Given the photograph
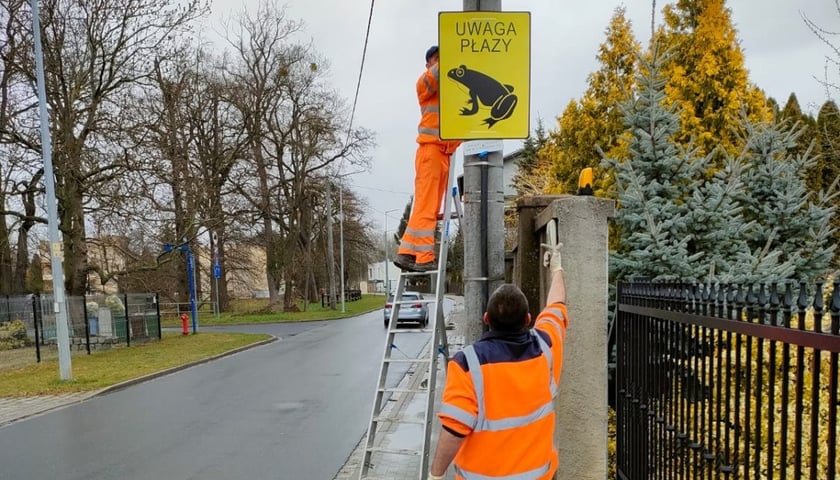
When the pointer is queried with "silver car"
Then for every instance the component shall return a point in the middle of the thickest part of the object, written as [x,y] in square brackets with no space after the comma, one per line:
[409,312]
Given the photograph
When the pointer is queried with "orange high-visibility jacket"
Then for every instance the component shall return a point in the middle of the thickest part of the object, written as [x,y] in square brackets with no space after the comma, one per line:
[429,99]
[500,394]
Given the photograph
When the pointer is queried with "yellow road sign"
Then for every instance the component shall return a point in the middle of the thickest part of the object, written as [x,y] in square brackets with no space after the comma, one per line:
[485,75]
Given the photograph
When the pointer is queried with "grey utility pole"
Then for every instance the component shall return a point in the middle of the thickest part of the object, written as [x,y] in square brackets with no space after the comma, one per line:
[330,247]
[484,225]
[56,250]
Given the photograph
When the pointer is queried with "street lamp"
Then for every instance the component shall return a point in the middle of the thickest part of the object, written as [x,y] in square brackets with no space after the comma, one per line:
[387,244]
[185,247]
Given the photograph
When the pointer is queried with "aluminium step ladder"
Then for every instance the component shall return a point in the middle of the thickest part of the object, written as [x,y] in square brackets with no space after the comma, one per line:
[436,344]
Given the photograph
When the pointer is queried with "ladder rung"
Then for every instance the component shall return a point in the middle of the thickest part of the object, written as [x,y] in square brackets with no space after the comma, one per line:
[407,360]
[395,451]
[419,274]
[398,420]
[403,390]
[407,302]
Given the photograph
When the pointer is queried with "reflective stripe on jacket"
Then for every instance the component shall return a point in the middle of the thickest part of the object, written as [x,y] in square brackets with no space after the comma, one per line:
[500,394]
[427,95]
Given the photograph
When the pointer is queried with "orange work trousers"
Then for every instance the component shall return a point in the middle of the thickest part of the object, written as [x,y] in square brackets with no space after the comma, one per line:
[431,175]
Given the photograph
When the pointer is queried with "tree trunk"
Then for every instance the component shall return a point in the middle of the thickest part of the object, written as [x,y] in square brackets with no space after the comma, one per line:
[72,225]
[23,259]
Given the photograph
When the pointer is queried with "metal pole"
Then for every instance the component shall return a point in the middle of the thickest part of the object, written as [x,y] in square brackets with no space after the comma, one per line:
[330,251]
[56,254]
[215,245]
[478,284]
[341,239]
[191,275]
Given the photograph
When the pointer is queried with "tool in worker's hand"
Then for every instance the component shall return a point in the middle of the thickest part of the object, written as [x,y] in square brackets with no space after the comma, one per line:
[552,258]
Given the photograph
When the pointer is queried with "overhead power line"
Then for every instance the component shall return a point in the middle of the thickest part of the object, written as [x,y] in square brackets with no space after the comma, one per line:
[361,70]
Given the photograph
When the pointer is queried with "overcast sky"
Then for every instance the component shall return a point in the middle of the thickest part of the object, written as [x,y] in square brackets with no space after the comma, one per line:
[782,56]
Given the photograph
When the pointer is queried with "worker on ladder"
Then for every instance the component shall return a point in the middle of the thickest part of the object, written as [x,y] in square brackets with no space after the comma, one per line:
[431,167]
[497,412]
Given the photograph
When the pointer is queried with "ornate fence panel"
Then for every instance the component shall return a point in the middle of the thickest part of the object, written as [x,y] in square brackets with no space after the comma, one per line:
[727,381]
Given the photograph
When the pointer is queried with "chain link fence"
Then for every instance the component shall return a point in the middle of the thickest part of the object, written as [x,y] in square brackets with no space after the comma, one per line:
[28,330]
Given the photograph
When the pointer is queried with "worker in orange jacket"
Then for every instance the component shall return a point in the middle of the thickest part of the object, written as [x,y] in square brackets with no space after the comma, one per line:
[431,166]
[497,412]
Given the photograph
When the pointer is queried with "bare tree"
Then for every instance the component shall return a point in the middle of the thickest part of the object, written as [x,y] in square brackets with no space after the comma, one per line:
[97,55]
[263,55]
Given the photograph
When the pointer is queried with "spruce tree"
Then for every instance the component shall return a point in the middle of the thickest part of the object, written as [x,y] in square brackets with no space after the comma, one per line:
[792,115]
[653,218]
[529,179]
[824,174]
[789,222]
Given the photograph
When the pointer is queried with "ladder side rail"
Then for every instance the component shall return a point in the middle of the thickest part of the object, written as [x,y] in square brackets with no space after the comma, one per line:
[438,330]
[379,393]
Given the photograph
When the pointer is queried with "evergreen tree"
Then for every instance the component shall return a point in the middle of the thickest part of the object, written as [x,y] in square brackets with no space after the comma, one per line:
[706,74]
[653,219]
[749,221]
[793,115]
[824,175]
[529,178]
[790,222]
[596,121]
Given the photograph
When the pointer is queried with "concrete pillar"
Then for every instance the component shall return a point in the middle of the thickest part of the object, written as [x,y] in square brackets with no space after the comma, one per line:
[480,284]
[581,406]
[528,262]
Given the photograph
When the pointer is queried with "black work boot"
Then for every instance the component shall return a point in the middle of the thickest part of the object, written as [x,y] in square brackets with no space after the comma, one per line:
[426,267]
[405,262]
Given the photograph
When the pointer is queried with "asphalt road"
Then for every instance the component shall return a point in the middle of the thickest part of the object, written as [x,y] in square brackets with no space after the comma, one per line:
[292,409]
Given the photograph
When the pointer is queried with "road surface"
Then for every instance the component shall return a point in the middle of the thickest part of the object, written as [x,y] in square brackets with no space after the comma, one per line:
[292,409]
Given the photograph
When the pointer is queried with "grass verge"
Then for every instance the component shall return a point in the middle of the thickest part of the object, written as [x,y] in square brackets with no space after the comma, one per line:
[250,314]
[110,367]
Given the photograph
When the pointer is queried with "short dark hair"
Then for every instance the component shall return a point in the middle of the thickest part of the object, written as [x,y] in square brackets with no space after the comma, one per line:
[507,309]
[433,50]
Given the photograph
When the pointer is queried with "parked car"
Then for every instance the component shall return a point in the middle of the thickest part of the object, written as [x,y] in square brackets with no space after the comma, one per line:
[409,312]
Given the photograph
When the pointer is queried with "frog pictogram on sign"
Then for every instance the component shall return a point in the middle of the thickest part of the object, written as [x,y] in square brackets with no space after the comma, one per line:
[491,93]
[485,66]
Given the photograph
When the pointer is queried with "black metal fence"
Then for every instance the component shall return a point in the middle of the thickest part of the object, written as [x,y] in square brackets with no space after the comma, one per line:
[727,381]
[95,321]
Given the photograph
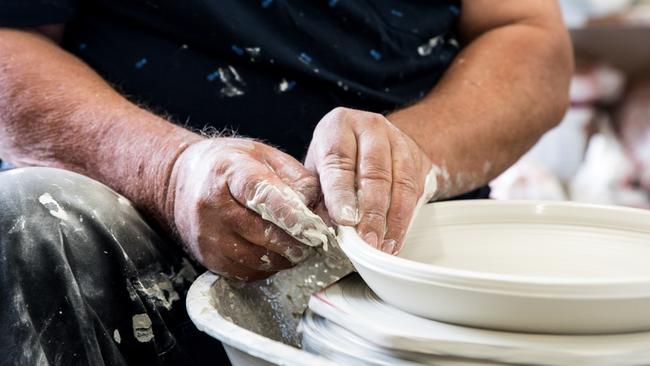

● **WHAT TO PRODUCE**: Show the lines of the records that include the string "fence".

● **WRITTEN SOLUTION**:
When the pointer is queried with "ornate fence panel"
When the pointer is queried with "chain link fence"
When the pointer is queried with "black metal fence"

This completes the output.